====== Data for this exercise

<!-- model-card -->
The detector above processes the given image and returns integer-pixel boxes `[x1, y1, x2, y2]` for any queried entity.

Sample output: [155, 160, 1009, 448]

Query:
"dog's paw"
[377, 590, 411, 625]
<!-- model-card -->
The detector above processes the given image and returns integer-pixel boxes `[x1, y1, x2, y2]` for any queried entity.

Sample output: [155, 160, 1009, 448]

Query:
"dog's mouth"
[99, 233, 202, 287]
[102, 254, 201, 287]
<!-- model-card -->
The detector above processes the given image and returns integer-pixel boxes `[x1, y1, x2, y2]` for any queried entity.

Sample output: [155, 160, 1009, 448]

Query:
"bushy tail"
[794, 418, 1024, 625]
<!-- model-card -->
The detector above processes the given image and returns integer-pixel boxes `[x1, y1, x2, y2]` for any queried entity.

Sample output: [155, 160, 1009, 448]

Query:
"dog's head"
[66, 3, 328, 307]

============

▶ [Work to do]: Reproduce the data word for word, from its first line up to and including the line that contains "[102, 254, 201, 287]".

▶ [Written response]:
<!-- model-card -->
The detector above processes the given image and returns integer-pixel boxes `[x1, y1, x2, y2]` for any queried entity.

Sample output: [155, 160, 1009, 448]

Query:
"dog's paw"
[377, 590, 411, 625]
<!-- model-card -->
The detector above processes the given image and returns integer-pixel boxes `[x1, y1, x2, y2]` for any queried entity.

Sample output: [155, 160, 1009, 448]

Query:
"dog's mouth"
[99, 233, 202, 287]
[102, 254, 201, 287]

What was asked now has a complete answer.